─── Records for this task
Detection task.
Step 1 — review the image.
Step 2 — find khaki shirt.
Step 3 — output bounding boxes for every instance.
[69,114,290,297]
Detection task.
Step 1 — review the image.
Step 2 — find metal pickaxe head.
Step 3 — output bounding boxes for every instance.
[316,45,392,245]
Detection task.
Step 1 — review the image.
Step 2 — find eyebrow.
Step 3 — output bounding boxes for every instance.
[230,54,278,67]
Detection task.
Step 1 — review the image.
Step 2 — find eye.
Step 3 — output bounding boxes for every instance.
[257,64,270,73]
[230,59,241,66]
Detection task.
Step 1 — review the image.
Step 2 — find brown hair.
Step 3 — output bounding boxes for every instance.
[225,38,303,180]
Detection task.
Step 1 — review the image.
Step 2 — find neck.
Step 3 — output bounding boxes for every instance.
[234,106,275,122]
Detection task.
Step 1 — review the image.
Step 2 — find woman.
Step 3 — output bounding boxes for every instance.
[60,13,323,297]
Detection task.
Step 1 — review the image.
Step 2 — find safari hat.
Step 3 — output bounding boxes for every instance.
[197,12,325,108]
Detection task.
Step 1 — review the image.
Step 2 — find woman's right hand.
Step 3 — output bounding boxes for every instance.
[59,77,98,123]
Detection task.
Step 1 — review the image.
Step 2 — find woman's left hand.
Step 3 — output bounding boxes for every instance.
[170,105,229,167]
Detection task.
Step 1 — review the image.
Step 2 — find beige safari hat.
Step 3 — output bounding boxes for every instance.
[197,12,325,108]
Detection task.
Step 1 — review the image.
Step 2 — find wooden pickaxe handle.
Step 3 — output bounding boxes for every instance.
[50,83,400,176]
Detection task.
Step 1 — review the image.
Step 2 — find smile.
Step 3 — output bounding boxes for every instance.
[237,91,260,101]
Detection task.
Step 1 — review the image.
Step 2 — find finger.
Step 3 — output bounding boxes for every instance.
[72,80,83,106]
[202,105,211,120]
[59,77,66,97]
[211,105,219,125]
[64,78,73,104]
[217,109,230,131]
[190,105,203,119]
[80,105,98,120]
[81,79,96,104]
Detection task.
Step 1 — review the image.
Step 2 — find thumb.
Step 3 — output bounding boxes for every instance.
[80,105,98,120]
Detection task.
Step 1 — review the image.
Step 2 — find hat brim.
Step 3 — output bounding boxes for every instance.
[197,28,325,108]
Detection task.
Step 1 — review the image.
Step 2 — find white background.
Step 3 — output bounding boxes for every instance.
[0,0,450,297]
──────
Render every line of the items above as a JSON list of strings, one string per line, omitting any blank lines.

## Answer below
[
  "Detection task.",
  "Step 1 — review the image.",
  "Step 2 — find khaki shirt.",
  "Step 3 — output bounding boxes for every instance.",
  "[69,114,290,297]",
  "Detection task.",
  "Step 1 — review the image.",
  "Step 2 — find metal pickaxe head.",
  "Step 3 — output bounding boxes for every instance.",
  "[316,45,392,245]",
  "Detection task.",
  "Step 1 — review the image.",
  "Step 2 — find eyebrow.",
  "Step 3 — output bounding boxes for every instance.",
  "[230,54,278,67]",
  "Detection task.",
  "Step 1 — review the image.",
  "Step 2 — find eye.",
  "Step 3 — output bounding boxes for every instance.",
  "[257,64,270,73]",
  "[230,59,241,66]",
  "Detection task.",
  "Step 1 — review the image.",
  "Step 2 — find brown hair.",
  "Step 3 — output bounding boxes for every instance.",
  "[225,38,303,180]",
  "Detection task.",
  "Step 1 — review the image.",
  "Step 2 — find neck.",
  "Step 3 — output bounding boxes for every instance.",
  "[234,106,275,122]",
  "Detection task.",
  "Step 1 — review the image.",
  "Step 2 — find woman.",
  "Step 3 — output bounding boxes for every instance.",
  "[60,13,323,297]",
  "Detection task.",
  "Step 1 — review the image.",
  "Step 2 — find safari hat.",
  "Step 3 — output bounding boxes for every instance.",
  "[197,12,325,108]",
  "Detection task.",
  "Step 1 — review the image.",
  "Step 2 — find woman's right hand.",
  "Step 3 — output bounding boxes for every instance.",
  "[59,77,98,123]",
  "Detection task.",
  "Step 1 — review the image.",
  "Step 2 — find woman's left hand.",
  "Step 3 — output bounding boxes for every instance.",
  "[170,105,229,167]",
  "Detection task.",
  "Step 1 — review the image.",
  "Step 2 — find beige safari hat.",
  "Step 3 — output bounding boxes for every instance.",
  "[197,12,325,108]",
  "Detection task.",
  "Step 1 — review the image.",
  "Step 2 — find wooden pickaxe handle.",
  "Step 3 — output bounding boxes for every instance.",
  "[50,83,400,176]",
  "Detection task.",
  "Step 1 — review the image.",
  "Step 2 — find smile.",
  "Step 3 — output bounding boxes for every instance.",
  "[237,91,260,101]",
  "Detection task.",
  "Step 1 — review the image.",
  "Step 2 — find finger.",
  "Step 3 — output bounding boxes for every instance.",
  "[72,80,83,106]",
  "[202,105,211,120]",
  "[59,77,66,97]",
  "[211,105,219,125]",
  "[64,78,73,104]",
  "[217,109,230,131]",
  "[190,105,203,119]",
  "[80,105,98,120]",
  "[81,79,96,104]",
  "Detection task.",
  "Step 1 — review the image.",
  "Step 2 — find thumb.",
  "Step 3 — output bounding boxes for every instance.",
  "[80,105,98,120]",
  "Detection task.",
  "Step 1 — review the image.",
  "Step 2 — find hat brim.",
  "Step 3 — output bounding boxes for every instance.",
  "[197,28,325,108]",
  "Detection task.",
  "Step 1 — review the image.",
  "Step 2 — find white background.",
  "Step 3 — output bounding boxes for every instance.",
  "[0,0,450,297]"
]